TEXTE SOURCE:
+ + + + +
Dérogeant aux principes de l’État de droit, la Hongrie a perdu 1 milliard d’euros de fonds européens au 1er janvier 2025 sur décision de la Commission européenne. 19 autres milliards de financements pour le pays sont actuellement gelés.
Qualifié de « perturbateur européen », Viktor Orban s’oppose fermement à l’adhésion de l’Ukraine à l’Union européenne depuis son lancement le 25 février 2022, au lendemain de l’invasion russe du territoire ukrainien. De plus, le chef d’État hongrois vote systématiquement contre toute aide européenne à destination du pays.
Dans une tribune au Monde, Alberto Alemanno, professeur titulaire de la chaire Jean-Monnet à HEC Paris, appelait à ne pas laisser la Hongrie prendre la présidence du Conseil de l’Union européenne, alors qu’elle ne tient pas ses engagements concernant l’État de droit.
La place singulière de la Hongrie dans l’Union Européenne pose plusieurs questions. L’UE est-elle condamnée à être paralysée par l’unilatéralisme hongrois ? Et par ailleurs, plus largement, comment gère-t-on le non-respect de principes fondateurs de l’Union par des États membres ?
L’entrée de la Hongrie dans l’Union européenne
La Hongrie débute son processus d’adhésion à l’Union européenne le 15 février 1991, en compagnie de la Pologne et de la Tchécoslovaquie, au sein du groupe dit de Visegrad. L’objectif est ainsi pour les trois États d’intégrer l’Union dans un souhait de prospérité économique.
L’adhésion à l’Union : le fonctionnement du processus et ses limites
Il est prévu dans le traité de Rome du 25 mars 1957, fondateur de la CEE – Communauté Economique Européenne – que « tout État européen peut demander à devenir membre de la Communauté ». En 1993, les critères de Copenhague expose les conditions formulées par le Conseil européen pour qu’un pays puisse adhérer à l’Union, dont nous aborderons ici les grandes lignes. Tout d’abord, un régime démocratique et un respect du principe d’État de droit – soit un système dans lequel toute personne morale ou physique est soumise aux mêmes normes juridiques, y compris la puissance publique – sont exigés.
Au niveau économique, le pays candidat doit avoir une situation économique viable, mesurée notamment par le niveau de déficit, qui doit être inférieur à 3% du PIB, et de la dette publique, devant représenter moins de 60% du PIB. Il doit également être à même de faire face à la concurrence, avec l’ouverture du marché national à l’ensemble des pays-membres selon un principe de libre-échange au sein de l’Union.
Un dernier ensemble de critères relevant du domaine communautaire s’applique pour tout pays souhaitant intégrer l’Union Européenne. Il s’agit d’accepter les objectifs et obligations de l’institution ainsi que d’incorporer les règles européennes dans les législations nationales.
Une des grandes particularités du processus d’adhésion à l’UE est qu’il est particulièrement long, puisqu’il faut en moyenne compter une décennie d’attente avant son aboutissement. De plus, celui-ci n’a aucune limite de temps et comporte quatorze étapes à valider une par une. De cette façon, la Turquie est candidate à l’Union depuis décembre 1999 mais les négociations sont gelées à la septième étape depuis juin 2018, le Conseil européen jugeant qu’un « recul démocratique » est à l’œuvre dans le pays, et donc que dans cette situation la Turquie ne peut devenir membre de l’UE.
+ + + + +
CONSIGNE A: Dans la liste, recopiez à l'identique tout ce qui va de la ligne contenant « trace **white curtain**, every instance » jusqu'à la ligne contenant « 220 L 90 206 », ces deux lignes comprises.
+ + + + +
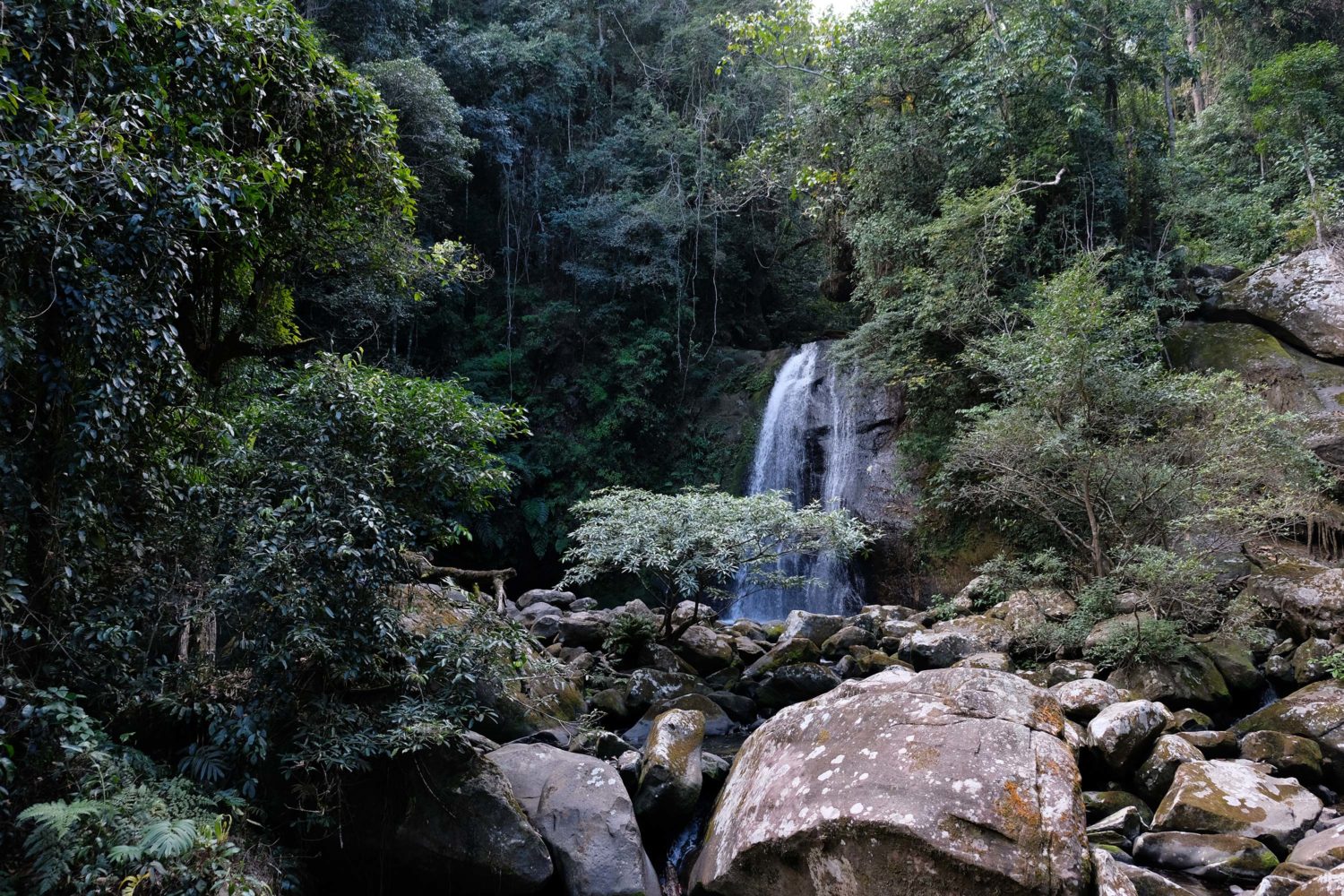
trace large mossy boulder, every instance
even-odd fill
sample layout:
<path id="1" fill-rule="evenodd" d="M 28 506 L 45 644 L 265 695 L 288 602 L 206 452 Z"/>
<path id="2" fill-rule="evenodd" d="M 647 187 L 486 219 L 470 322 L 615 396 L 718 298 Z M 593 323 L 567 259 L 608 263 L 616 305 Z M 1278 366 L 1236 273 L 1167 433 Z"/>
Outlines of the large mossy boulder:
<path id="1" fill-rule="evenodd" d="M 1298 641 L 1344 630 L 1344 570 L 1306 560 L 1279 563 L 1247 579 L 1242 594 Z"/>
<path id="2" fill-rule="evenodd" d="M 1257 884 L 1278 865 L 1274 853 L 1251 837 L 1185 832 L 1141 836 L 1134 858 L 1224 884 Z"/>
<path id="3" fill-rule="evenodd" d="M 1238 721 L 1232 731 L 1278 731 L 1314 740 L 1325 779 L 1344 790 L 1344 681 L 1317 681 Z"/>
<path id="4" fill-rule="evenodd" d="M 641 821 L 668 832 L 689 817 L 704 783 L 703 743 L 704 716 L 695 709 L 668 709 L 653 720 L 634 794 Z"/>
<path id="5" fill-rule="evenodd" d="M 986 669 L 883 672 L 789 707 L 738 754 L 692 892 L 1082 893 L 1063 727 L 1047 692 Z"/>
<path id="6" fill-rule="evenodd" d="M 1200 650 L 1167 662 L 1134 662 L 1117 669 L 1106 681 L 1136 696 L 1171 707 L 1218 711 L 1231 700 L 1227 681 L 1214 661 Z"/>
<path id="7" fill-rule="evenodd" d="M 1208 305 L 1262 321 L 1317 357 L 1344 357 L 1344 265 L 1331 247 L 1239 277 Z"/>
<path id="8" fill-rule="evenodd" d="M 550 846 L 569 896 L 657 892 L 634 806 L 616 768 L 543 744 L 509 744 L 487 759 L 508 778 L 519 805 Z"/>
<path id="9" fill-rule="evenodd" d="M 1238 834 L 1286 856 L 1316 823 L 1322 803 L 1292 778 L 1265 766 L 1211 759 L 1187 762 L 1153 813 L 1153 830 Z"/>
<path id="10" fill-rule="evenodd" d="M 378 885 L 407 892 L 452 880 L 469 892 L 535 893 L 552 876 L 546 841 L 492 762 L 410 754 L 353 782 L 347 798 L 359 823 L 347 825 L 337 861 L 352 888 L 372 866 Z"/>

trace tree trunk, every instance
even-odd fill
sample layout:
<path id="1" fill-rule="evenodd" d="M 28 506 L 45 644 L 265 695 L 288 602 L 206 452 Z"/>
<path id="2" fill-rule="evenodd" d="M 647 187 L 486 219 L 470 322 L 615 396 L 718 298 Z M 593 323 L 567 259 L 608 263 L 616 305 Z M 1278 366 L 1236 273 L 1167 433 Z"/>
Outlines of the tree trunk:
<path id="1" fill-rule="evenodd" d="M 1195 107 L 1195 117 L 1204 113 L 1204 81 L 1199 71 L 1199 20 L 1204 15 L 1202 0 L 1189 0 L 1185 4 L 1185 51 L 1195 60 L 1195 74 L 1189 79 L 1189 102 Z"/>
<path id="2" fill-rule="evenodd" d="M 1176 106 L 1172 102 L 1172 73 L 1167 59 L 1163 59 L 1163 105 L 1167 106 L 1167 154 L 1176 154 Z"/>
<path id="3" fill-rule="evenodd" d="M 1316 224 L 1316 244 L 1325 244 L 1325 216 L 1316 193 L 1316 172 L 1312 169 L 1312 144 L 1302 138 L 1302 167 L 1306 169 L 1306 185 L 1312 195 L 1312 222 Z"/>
+ + + + +
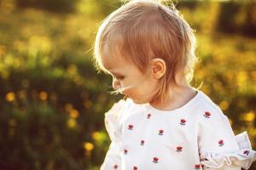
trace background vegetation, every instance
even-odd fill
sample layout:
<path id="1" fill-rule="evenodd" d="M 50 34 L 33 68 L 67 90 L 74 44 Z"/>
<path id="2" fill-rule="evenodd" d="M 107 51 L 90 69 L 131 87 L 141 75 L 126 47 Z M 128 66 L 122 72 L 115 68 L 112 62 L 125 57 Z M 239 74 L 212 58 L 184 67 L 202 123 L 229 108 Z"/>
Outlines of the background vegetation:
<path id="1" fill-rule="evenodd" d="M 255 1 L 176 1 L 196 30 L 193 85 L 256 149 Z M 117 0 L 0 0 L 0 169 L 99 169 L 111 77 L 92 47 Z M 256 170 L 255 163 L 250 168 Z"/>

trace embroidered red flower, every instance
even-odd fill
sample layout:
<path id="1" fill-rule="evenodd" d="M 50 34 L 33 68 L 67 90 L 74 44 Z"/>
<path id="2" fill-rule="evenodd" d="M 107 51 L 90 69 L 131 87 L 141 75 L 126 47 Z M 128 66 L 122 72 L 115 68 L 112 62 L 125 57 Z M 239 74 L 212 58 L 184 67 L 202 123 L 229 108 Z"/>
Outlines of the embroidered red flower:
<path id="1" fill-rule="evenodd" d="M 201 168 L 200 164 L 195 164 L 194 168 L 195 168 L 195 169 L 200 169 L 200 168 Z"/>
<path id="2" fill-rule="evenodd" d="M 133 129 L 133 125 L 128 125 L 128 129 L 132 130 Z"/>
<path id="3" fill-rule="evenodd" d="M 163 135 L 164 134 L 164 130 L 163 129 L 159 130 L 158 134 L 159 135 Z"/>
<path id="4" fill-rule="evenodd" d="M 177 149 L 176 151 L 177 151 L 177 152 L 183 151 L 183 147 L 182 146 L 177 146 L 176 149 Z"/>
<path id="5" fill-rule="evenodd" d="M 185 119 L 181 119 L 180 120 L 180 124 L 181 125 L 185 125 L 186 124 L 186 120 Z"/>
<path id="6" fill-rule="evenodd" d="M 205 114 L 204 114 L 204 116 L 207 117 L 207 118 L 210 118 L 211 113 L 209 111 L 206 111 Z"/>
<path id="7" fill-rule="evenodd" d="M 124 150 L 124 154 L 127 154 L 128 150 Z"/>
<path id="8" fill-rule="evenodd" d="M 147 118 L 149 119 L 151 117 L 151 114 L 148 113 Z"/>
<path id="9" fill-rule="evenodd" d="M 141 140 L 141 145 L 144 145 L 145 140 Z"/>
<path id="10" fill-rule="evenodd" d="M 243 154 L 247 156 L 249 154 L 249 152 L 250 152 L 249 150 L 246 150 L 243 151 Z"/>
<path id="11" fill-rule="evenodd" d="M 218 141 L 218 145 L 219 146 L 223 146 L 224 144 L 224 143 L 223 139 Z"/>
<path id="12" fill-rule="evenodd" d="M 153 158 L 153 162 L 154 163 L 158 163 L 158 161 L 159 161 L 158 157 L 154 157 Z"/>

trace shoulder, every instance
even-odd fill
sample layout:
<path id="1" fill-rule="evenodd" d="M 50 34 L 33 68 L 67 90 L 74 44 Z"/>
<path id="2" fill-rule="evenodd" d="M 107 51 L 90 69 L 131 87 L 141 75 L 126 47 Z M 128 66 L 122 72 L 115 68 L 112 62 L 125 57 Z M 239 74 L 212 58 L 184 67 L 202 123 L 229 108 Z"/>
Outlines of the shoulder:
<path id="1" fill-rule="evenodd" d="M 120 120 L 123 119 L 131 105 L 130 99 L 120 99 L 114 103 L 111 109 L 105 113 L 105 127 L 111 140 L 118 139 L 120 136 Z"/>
+ + + + +
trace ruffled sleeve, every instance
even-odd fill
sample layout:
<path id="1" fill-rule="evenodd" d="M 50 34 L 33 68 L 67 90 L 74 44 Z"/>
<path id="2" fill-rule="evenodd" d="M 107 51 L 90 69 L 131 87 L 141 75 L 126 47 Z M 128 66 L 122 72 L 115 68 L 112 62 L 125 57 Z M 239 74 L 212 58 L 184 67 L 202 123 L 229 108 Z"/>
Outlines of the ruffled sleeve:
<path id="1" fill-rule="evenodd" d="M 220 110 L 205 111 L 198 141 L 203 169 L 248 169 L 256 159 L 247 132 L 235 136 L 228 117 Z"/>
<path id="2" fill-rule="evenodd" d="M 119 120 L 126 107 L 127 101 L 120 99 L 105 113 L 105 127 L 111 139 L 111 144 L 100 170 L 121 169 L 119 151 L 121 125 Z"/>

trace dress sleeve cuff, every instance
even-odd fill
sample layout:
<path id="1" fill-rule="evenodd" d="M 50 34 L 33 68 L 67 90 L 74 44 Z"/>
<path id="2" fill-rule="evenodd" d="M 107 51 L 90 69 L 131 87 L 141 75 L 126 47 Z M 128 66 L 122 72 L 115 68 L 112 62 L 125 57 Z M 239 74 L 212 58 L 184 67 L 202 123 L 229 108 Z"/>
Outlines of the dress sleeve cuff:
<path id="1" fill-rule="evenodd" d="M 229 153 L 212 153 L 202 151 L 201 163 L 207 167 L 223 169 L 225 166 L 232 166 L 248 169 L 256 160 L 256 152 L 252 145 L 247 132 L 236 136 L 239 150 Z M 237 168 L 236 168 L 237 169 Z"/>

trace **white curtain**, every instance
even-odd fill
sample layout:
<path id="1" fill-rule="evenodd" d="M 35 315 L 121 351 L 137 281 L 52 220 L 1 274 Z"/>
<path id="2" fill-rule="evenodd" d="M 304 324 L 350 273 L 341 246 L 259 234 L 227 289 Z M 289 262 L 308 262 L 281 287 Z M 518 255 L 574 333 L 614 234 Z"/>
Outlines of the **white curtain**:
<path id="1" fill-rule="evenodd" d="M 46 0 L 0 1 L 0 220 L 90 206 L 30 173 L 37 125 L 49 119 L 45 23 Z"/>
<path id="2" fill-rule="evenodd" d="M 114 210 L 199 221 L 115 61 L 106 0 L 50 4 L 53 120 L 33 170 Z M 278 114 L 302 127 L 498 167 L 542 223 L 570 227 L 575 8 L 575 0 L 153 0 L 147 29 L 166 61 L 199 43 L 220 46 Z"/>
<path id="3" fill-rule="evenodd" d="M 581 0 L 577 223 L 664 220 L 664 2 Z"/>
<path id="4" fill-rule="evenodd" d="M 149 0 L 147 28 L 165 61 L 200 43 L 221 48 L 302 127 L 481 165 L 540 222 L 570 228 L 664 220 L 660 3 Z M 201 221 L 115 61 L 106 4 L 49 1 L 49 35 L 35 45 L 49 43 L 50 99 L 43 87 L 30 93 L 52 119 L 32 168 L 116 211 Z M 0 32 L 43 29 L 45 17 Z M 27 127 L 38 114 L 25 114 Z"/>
+ + + + +
CONSIGNE B: Citez, s'il vous plaît, le passage exact du texte sur la Hongrie dans l'Union européenne, depuis « Au niveau économique, le » jusqu'à « les législations nationales. ».

SOLUTION A:
trace **white curtain**, every instance
even-odd fill
sample layout:
<path id="1" fill-rule="evenodd" d="M 35 315 L 121 351 L 137 281 L 52 220 L 1 274 Z"/>
<path id="2" fill-rule="evenodd" d="M 304 324 L 350 273 L 341 246 L 259 234 L 227 289 Z M 289 262 L 308 262 L 281 287 Z M 518 255 L 574 333 L 614 234 Z"/>
Outlines of the **white curtain**:
<path id="1" fill-rule="evenodd" d="M 46 0 L 0 1 L 0 220 L 90 206 L 30 173 L 37 125 L 49 119 L 45 23 Z"/>

SOLUTION B:
Au niveau économique, le pays candidat doit avoir une situation économique viable, mesurée notamment par le niveau de déficit, qui doit être inférieur à 3% du PIB, et de la dette publique, devant représenter moins de 60% du PIB. Il doit également être à même de faire face à la concurrence, avec l’ouverture du marché national à l’ensemble des pays-membres selon un principe de libre-échange au sein de l’Union.
Un dernier ensemble de critères relevant du domaine communautaire s’applique pour tout pays souhaitant intégrer l’Union Européenne. Il s’agit d’accepter les objectifs et obligations de l’institution ainsi que d’incorporer les règles européennes dans les législations nationales.